_Exercise description_
Report every line in the records that contains the string "road", copying each such line in full.
+ + +
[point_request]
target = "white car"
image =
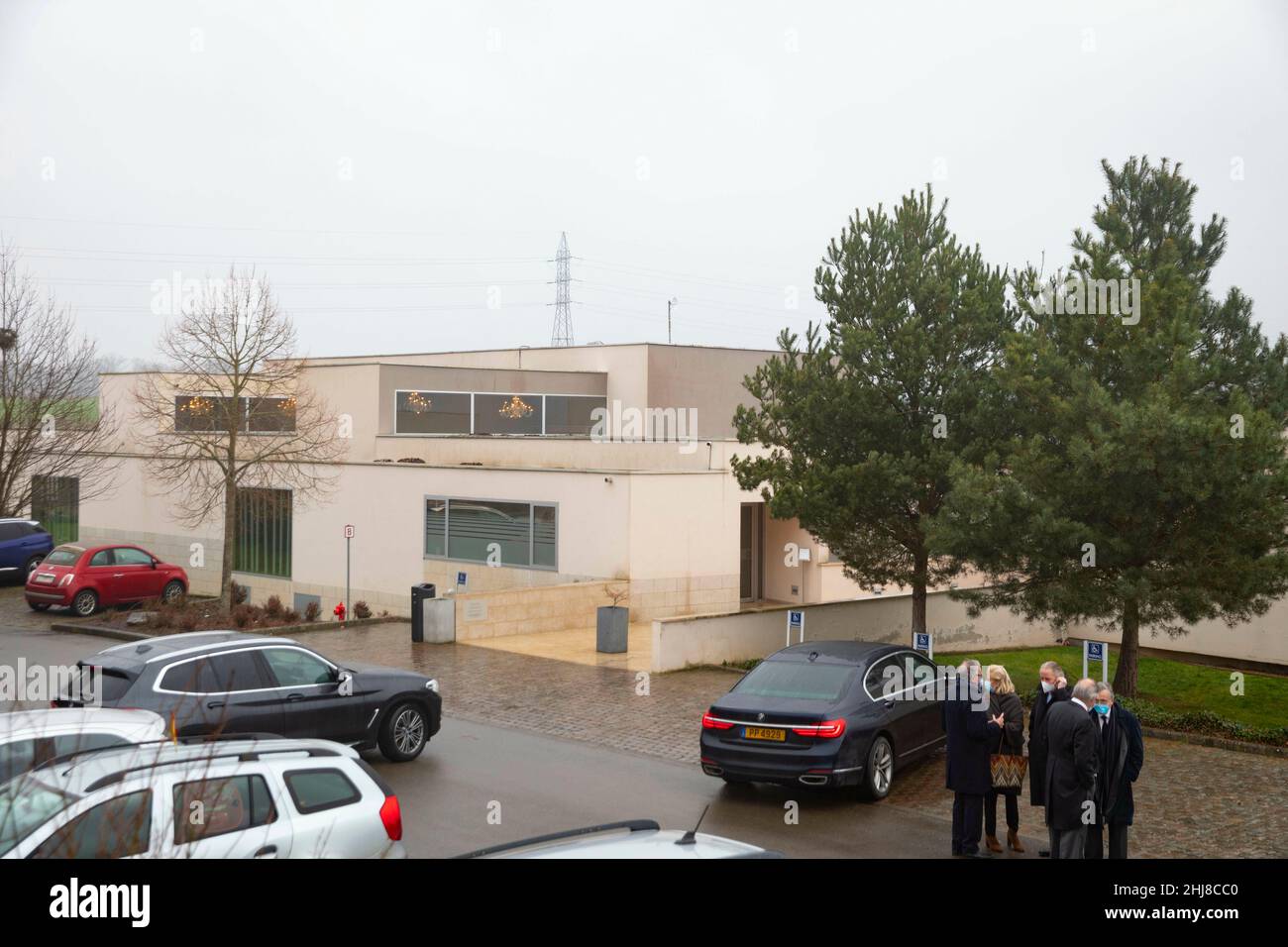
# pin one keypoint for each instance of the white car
(631, 839)
(218, 799)
(33, 737)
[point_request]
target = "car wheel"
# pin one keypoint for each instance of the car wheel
(879, 772)
(85, 603)
(402, 736)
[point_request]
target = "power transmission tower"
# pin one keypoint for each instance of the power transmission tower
(562, 334)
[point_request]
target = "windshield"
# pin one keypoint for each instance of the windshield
(63, 556)
(803, 681)
(25, 805)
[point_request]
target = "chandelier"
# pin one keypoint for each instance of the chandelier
(515, 408)
(417, 403)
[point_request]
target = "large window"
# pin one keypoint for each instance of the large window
(500, 532)
(489, 412)
(55, 504)
(432, 412)
(250, 415)
(263, 532)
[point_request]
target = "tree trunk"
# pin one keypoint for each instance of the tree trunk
(918, 592)
(226, 570)
(1125, 678)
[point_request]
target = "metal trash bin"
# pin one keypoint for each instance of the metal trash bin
(419, 595)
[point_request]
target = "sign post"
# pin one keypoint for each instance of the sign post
(1095, 651)
(348, 561)
(795, 622)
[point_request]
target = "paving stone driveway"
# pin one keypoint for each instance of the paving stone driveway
(1192, 801)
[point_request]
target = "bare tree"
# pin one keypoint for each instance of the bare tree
(235, 411)
(51, 424)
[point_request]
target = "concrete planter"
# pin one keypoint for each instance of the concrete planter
(610, 625)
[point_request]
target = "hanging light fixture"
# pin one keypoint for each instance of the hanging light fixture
(515, 408)
(417, 403)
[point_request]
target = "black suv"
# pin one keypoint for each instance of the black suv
(228, 682)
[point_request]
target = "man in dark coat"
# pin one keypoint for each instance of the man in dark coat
(1122, 754)
(1070, 771)
(1052, 688)
(971, 733)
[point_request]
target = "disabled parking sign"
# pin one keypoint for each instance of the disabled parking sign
(795, 624)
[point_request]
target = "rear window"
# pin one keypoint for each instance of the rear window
(316, 789)
(802, 681)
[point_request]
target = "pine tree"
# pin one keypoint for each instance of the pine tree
(862, 424)
(1144, 482)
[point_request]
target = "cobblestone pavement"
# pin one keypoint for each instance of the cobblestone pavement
(1192, 801)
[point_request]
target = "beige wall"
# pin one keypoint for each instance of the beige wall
(682, 642)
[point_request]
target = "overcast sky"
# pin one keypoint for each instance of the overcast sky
(403, 170)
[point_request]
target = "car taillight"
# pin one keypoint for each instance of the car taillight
(391, 818)
(709, 723)
(828, 729)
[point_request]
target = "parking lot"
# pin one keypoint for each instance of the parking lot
(557, 742)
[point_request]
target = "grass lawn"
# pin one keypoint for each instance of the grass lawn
(1172, 685)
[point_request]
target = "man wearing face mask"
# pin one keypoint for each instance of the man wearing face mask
(1122, 753)
(1052, 689)
(971, 732)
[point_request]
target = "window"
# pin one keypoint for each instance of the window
(432, 412)
(295, 668)
(215, 414)
(115, 828)
(217, 806)
(507, 414)
(55, 502)
(263, 532)
(67, 556)
(128, 556)
(317, 789)
(571, 414)
(492, 531)
(803, 681)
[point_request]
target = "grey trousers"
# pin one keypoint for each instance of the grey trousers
(1068, 843)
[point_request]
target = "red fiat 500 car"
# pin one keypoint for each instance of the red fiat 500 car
(86, 578)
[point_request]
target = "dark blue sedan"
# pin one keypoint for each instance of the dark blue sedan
(827, 714)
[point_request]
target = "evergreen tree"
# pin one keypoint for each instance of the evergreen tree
(862, 424)
(1145, 480)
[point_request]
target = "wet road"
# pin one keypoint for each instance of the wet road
(481, 785)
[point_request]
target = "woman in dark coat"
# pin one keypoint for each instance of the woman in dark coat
(1004, 701)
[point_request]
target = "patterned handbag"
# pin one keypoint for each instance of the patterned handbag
(1008, 771)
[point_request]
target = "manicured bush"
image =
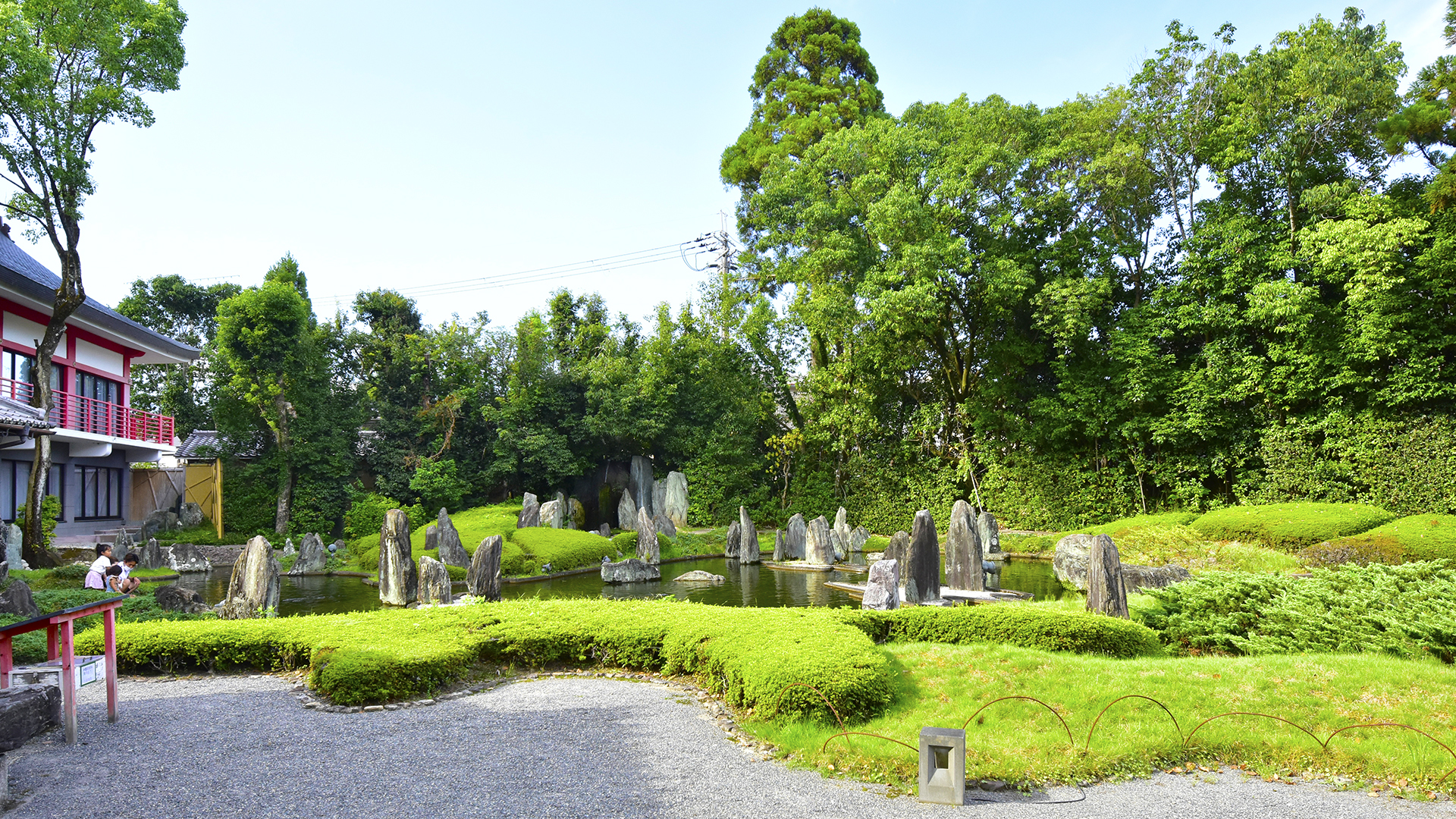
+ + +
_Expected answer_
target = "wet road"
# pin one keypoint for each instance of the wet road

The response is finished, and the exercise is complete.